+++ Quelltext

Mit der Titelgeschichte „Die fabelhaften Guttenbergs“ machte der „Spiegel“ vergangene Woche auf – ein Familienclan mit Machtanspruch empfiehlt sich dem Land. In den USA sind Dynastien, die nach der Macht greifen, keine Seltenheit. Roosevelt-, Kennedy- oder Bush-Clan zeugen von einer gewissen Tradition. Hier setzt die Inszenierung an und entfaltet die Genealogie der Labdakiden, dem Herrschergeschlecht Thebens. Labdakos, von Ares und Aphrodite abstammend, zeugte Laios, der Iokaste heiratete, die spätere Mutter und Frau des Ödipus. Ödipus erschlägt seinen Vater und zeugt mit seiner Mutter die Kinder Antigone, Ismene, Eteokles und Polyneikes. Der Boden ist bereitet für eine der größten Tragödien der Antike. Der Fluch des Ödipus zieht sich durch die Generationen. Seine Söhne Eteokles und Polyneikes erschlagen sich gegenseitig vor den Toren Thebens im Machtkampf um die Stadt. Ödipus‘ Frau und Mutter Iokaste stößt sich das Schwert in ihren Hals, als sie ihre toten Söhne vor Theben liegen sieht. Antigone begräbt schließlich ihren Bruder Polyneikes und verstößt damit gegen das Gebot Kreons, dem Schwager des Ödipus, der nun der neue Herrscher von Theben ist. Antigone wird sterben, aber auch Kreon entkommt dem Fluch nicht. Zu spät erkennt er seinen Irrtum. Die Frage nach der Verantwortung politischen Handelns steht im Raum.
Die Routine im freien Fall
Bereits im Theaterfoyer kommt es zu Irritationen. Der Schauspieler Michael Schütz trabt auf einer kleinen Bühne auf der Stelle. Aha, Kreon läuft sich warm. Schließlich hat er den weitesten Weg vor sich. Denn Kreon wird letztendlich Alleinherrscher von Theben sein. Doch auch für ihn gibt es nichts zu gewinnen außer Schuld und Verdammnis.

++++++
+++ Gespeicherte Zeilen

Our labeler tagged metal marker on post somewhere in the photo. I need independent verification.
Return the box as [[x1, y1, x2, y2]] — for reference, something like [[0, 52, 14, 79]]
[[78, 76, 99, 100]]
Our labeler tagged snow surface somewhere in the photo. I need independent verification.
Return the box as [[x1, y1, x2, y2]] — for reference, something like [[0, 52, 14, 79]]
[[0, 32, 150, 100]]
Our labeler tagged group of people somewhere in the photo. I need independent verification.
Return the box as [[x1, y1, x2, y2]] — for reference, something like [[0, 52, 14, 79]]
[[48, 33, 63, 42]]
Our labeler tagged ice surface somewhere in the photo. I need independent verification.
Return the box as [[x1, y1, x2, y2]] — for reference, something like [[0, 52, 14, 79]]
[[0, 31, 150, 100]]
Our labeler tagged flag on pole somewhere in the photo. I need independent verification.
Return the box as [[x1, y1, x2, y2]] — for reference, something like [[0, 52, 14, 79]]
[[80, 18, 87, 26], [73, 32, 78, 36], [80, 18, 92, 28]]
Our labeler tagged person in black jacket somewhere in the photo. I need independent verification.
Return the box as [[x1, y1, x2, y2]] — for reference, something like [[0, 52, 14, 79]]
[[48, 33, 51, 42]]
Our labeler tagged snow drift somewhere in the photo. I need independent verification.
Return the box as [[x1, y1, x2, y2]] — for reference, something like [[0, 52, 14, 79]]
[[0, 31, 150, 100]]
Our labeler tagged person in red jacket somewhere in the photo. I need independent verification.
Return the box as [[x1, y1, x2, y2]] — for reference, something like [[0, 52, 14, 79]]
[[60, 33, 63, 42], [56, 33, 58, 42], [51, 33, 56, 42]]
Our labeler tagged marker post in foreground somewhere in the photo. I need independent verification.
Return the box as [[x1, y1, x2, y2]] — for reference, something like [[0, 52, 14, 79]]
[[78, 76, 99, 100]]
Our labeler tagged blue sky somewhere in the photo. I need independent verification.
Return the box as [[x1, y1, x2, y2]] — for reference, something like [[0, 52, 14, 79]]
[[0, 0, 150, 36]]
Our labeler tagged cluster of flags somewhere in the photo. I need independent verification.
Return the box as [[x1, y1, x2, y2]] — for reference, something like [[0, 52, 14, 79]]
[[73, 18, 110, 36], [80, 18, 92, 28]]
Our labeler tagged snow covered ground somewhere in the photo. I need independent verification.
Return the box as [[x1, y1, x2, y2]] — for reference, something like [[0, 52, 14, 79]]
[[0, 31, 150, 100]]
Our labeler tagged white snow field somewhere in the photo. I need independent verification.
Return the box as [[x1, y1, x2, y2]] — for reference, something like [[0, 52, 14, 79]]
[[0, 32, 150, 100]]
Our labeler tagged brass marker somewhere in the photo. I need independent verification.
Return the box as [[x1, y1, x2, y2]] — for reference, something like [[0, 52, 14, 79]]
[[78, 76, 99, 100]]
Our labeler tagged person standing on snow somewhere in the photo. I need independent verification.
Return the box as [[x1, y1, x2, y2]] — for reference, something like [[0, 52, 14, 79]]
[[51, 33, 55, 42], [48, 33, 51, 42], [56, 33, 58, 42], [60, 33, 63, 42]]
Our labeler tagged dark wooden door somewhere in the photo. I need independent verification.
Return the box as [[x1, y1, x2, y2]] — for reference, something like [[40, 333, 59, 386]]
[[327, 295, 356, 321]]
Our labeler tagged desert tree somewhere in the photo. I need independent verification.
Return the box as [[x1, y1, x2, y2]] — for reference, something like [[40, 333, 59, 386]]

++++++

Zitieren Sie aus dem Quelltext wortgetreu den Abschnitt zwischen „Die Routine im“ und „Schuld und Verdammnis.“, beide Stellen eingeschlossen.

Die Routine im freien Fall
Bereits im Theaterfoyer kommt es zu Irritationen. Der Schauspieler Michael Schütz trabt auf einer kleinen Bühne auf der Stelle. Aha, Kreon läuft sich warm. Schließlich hat er den weitesten Weg vor sich. Denn Kreon wird letztendlich Alleinherrscher von Theben sein. Doch auch für ihn gibt es nichts zu gewinnen außer Schuld und Verdammnis.